Te lezen fragment —
▼▼▼

Conclusies van de rechtbank
De rechtbank is van oordeel dat, gelet op de ernst van het bewezenverklaarde, de straffen die in soortgelijke zaken worden opgelegd en een juiste normhandhaving, niet kan worden volstaan met het opleggen van een andersoortige of lichtere sanctie dan een straf die onvoorwaardelijke vrijheidsbeneming met zich brengt.
Overschrijding redelijke termijn
Op grond van artikel 47 van het Handvest van de Grondrechten van de Europese Unie (HGEU) en artikel 6, eerste lid, van het Verdrag tot bescherming van de rechten van de mens en de fundamentele vrijheden (EVRM) dient de verdachte binnen een redelijke termijn te worden berecht. De redelijke termijn is in dit geval gestart op 8 november 2018, de dag waarop de verdachte in verzekering is gesteld. Tot aan dit vonnis is een periode van ruim zes jaren verstreken. Omdat er geen sprake is van bijzondere omstandigheden, is de redelijke termijn in deze zaak met vier jaren overschreden.
Strafoplegging
Gezien deze forse overschrijding van de redelijke termijn en de ouderdom van de feiten, komt de rechtbank tot het opleggen van een lagere gevangenisstraf dan de officier van justitie heeft geëist.

▲▲▲

Gegevens ter controle —
▼▼▼

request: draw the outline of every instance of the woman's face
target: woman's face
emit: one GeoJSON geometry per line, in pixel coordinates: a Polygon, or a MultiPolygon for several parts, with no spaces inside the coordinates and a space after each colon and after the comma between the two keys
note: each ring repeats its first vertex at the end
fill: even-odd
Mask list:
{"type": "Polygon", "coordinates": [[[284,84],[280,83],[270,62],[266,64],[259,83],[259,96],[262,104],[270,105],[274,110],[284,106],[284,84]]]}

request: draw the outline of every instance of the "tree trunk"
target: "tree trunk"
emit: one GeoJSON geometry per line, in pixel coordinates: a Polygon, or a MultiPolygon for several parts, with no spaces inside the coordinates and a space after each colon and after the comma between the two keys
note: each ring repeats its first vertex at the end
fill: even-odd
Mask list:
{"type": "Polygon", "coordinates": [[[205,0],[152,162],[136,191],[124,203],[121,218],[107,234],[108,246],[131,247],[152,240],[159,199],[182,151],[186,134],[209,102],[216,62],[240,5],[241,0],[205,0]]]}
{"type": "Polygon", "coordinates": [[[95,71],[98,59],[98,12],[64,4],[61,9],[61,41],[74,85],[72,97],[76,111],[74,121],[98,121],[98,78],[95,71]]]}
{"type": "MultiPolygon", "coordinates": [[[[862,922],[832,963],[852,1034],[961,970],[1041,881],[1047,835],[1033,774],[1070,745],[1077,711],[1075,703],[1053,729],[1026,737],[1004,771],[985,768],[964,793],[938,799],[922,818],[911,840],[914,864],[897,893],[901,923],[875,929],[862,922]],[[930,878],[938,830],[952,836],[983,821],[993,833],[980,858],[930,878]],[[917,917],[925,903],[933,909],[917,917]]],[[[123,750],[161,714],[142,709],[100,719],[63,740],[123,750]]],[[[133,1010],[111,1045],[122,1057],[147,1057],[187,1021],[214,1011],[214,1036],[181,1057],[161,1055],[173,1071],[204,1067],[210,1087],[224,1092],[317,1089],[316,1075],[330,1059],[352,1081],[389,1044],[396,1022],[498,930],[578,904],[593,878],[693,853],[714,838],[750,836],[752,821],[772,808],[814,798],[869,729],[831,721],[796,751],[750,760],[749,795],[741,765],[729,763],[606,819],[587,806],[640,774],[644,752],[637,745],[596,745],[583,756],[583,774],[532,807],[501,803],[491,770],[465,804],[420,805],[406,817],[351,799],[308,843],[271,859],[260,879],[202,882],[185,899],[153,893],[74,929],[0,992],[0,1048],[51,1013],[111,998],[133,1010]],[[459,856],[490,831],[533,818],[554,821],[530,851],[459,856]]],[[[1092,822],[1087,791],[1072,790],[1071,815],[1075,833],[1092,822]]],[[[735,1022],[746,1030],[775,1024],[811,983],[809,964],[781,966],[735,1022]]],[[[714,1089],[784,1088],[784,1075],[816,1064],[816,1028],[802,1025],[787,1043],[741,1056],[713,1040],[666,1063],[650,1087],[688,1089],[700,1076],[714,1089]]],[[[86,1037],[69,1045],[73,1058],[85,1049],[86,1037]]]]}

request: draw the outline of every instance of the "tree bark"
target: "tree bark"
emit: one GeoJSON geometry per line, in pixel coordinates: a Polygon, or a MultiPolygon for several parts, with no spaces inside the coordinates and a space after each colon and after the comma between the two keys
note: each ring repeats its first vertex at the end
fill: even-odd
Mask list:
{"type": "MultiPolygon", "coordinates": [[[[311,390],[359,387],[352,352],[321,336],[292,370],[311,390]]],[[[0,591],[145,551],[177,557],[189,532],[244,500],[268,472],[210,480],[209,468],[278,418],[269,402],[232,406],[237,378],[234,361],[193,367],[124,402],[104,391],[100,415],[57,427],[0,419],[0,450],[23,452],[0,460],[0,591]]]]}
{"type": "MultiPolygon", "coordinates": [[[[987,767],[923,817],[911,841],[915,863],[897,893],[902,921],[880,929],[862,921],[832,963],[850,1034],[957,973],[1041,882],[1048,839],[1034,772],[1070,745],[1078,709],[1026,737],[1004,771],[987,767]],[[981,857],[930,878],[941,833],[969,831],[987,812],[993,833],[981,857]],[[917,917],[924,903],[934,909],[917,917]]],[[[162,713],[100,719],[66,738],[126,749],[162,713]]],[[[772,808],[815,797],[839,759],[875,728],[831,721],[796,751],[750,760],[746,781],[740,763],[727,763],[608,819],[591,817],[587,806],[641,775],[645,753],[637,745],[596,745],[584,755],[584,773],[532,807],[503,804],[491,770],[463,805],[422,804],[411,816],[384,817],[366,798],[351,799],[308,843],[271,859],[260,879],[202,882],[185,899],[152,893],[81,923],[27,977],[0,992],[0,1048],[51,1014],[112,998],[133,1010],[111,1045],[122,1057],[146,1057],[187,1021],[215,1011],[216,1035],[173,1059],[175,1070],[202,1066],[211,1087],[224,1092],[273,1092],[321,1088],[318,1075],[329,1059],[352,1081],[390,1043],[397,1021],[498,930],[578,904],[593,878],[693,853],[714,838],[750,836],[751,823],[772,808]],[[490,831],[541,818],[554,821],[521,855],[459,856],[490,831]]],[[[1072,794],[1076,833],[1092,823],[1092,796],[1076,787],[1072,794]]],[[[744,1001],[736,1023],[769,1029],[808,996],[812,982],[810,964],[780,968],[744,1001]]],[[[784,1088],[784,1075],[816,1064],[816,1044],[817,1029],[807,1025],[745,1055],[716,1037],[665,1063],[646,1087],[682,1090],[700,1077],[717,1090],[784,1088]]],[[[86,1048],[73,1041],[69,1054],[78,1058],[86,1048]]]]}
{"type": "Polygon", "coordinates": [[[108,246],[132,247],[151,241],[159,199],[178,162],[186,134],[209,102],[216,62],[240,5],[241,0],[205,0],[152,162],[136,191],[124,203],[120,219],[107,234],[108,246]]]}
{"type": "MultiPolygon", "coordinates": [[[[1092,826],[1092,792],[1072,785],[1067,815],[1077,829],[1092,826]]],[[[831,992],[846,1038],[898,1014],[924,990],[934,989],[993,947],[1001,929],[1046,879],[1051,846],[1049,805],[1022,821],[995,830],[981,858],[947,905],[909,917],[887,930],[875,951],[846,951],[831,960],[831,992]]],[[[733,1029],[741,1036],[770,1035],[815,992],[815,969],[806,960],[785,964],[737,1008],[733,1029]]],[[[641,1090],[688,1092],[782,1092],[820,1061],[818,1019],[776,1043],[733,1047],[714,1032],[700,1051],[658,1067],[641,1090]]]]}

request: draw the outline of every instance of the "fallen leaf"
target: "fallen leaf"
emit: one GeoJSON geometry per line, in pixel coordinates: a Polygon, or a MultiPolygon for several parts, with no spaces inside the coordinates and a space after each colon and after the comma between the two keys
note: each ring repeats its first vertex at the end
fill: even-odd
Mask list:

▲▲▲

Vragen —
(a) Op welke dag is volgens het fragment over de strafzaak de redelijke termijn begonnen?
(b) Noem alle tussenkopjes uit het fragment over de strafzaak.
(c) Schrijf een vervolg op het fragment over de strafzaak, te beginnen na de laatste zin.

Antwoorden —
(a) Op 8 november 2018, de dag waarop de verdachte in verzekering werd gesteld.

(b) Conclusies van de rechtbank; Overschrijding redelijke termijn; Strafoplegging

(c)
De rechtbank acht het opleggen van een gevangenisstraf voor de duur van 18 maanden passend en geboden. Een deel van deze gevangenisstraf zal voorwaardelijk worden opgelegd, als stok achter de deur, om de verdachte ervan te weerhouden opnieuw strafbare feiten te plegen.
Ook wordt aan de verdachte een geldboete opgelegd van € 31.615,-. Voor het opleggen van de geldboete wordt aanleiding gezien omdat de gepleegde strafbare feiten gericht waren op het behalen van financieel gewin en vanwege de belangrijke positie die de verdachte binnen de fraudeconstructie had. Voor de hoogte van de boete wordt aansluiting gezocht bij het bedrag waarop conservatoir beslag is gelegd. Dit kan onder omstandigheden worden gezien als een ‘verkapte’ ontneming (waarvoor een aparte procedure geldt), maar in dit geval is het belang van de verdachte hierdoor niet geschaad omdat bij de hoogte van voor te noemen op te leggen gevangenisstraf rekening is gehouden met de op te leggen boete en de verdediging ter terechtzitting ook heeft aangegeven zich bij deze handelswijze te kunnen aansluiten.

8.Toepasselijke wettelijke voorschriften

Gelet is op de artikelen 14a, 14b, 14c, 23, 24c, 47, 57, 63 en 140 van het Wetboek van Strafrecht en de artikelen 5 en 97 van de Wet op de accijns.

9.Bijlagen

De in dit vonnis genoemde bijlagen maken deel uit van dit vonnis.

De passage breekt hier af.